*** DATA PROVIDED Section Begins ***

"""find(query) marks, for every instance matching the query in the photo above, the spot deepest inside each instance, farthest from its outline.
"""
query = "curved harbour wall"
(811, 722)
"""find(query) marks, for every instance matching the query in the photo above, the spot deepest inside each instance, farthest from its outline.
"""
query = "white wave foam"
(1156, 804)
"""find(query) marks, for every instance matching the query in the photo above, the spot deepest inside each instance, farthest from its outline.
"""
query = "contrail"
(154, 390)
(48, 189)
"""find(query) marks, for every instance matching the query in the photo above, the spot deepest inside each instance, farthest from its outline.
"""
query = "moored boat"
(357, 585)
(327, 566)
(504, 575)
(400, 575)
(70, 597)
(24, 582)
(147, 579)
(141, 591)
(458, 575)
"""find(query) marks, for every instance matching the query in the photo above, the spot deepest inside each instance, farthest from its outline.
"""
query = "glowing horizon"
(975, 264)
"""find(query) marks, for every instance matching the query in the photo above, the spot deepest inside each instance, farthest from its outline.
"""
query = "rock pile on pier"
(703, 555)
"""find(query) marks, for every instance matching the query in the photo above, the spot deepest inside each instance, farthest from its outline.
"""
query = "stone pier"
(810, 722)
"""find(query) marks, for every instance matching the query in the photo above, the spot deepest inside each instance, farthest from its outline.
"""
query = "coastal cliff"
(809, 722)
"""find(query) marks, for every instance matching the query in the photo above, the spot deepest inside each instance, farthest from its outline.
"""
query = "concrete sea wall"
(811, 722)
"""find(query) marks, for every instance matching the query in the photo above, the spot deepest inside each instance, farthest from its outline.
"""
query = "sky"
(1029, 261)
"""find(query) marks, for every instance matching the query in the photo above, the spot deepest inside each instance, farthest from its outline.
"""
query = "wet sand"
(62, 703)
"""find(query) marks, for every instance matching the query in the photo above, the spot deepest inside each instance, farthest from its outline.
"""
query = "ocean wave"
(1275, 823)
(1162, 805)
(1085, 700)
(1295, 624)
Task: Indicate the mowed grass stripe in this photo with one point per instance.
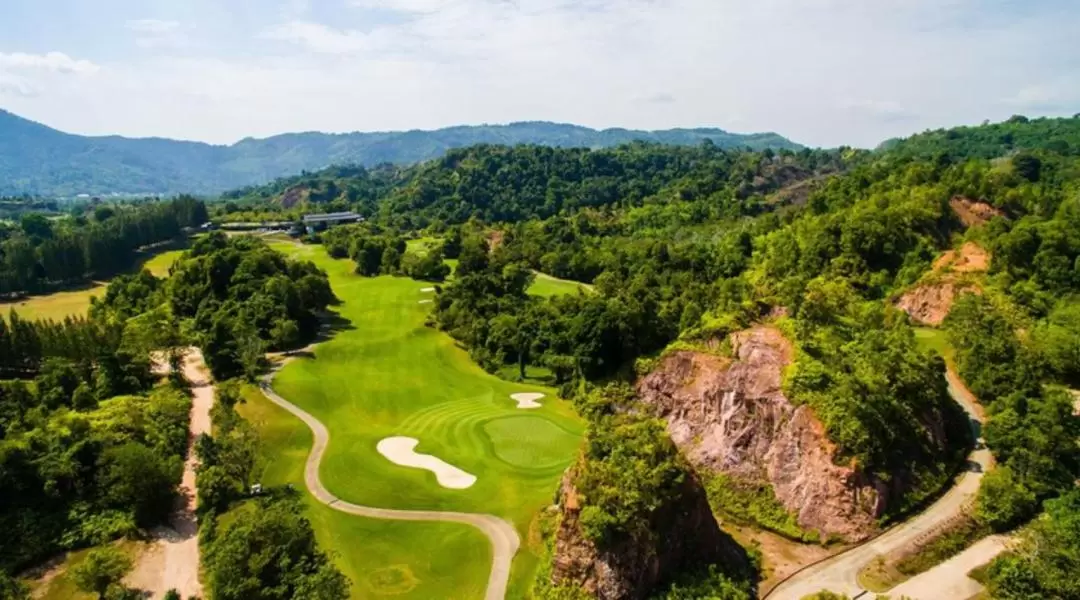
(389, 375)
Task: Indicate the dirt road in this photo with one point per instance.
(839, 573)
(502, 535)
(172, 562)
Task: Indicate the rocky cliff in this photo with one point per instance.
(730, 416)
(682, 534)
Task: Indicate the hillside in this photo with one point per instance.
(38, 160)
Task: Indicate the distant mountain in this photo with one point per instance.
(38, 160)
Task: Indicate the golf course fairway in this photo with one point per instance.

*** DATA PROVIDED Section Ends ***

• _WORK TO BE COMPLETED_
Repeat the data in full, exactly as it stands, but drop every picture.

• _ANSWER BOX_
"""find(query) marks, for every instance matching the query in the photo above, the spot deepest inside each instance, farthest from its outline.
"""
query = "curved harbour wall"
(811, 722)
"""find(query) marks, for every instance matching the query in the photo above, the spot deepest inside each instance, farthest from its outline.
"""
query = "white wave foam"
(1156, 804)
"""find(query) marks, for every instance matching the query in the photo above, the spot deepest inside each instance, farthest from its outline.
"""
query = "contrail"
(154, 390)
(48, 189)
"""find(query) marks, for every instance matching the query in the photo above, the spot deepest inside each instance, farthest from its outline.
"""
query = "moored boat"
(357, 585)
(327, 566)
(504, 575)
(400, 575)
(70, 597)
(24, 582)
(147, 579)
(141, 591)
(458, 575)
"""find(query) marks, for every instance matching the query in the photo above, the spot deepest inside each instance, farthest from its outline.
"""
query = "glowing horizon"
(975, 264)
"""find(query) marks, for every instance matching the query in the photo above, the spot deepest inside each instance, farthest from its outline.
"""
query = "rock pile on pier"
(703, 555)
"""find(query) marks, for every instance matching the query in the photo above, the spot deepest inside each instance, farthest from its outline.
"""
query = "stone pier"
(810, 722)
"""find(query) marks, for every instance matching the query in the photo above, the spot deepest inside each instance, farthest from its outline.
"""
query = "coastal cliff"
(809, 722)
"""find(query) marks, for every instance matching the query in the photo above, the spot deepest inside each instance, farthest from its outline.
"""
query = "concrete sea wall"
(811, 722)
"""find(query) marks, for every instance matching the query in the photo above, the spot deepest inside each instance, farthest from its outline.
"""
query = "sky"
(1029, 261)
"""find(query) marks, for every instance matching the query in the photo above, the spot deepest inside each instance, farthest from its outline.
"""
query = "wet sand"
(62, 703)
"""find(query) marks, for every instance matching the query in the photo above, the spot deepest inside each instance, farthest from its outline.
"""
query = "ocean wave"
(1275, 823)
(1162, 805)
(1085, 700)
(1295, 624)
Task: Indicate the mowed grass stripe in this photo with one point per instance.
(389, 375)
Task: Indicate the dirt road in this photo with one point per instance.
(839, 573)
(502, 535)
(172, 562)
Task: Indicate the rocky cliff in this photo with one point per instance.
(730, 416)
(682, 534)
Task: Indicate the hillside in this photo with one point per instance.
(38, 160)
Task: Indicate the distant mountain in this photo with one point per instance.
(38, 160)
Task: Indicate the golf course fairway in this photo with one point per instance.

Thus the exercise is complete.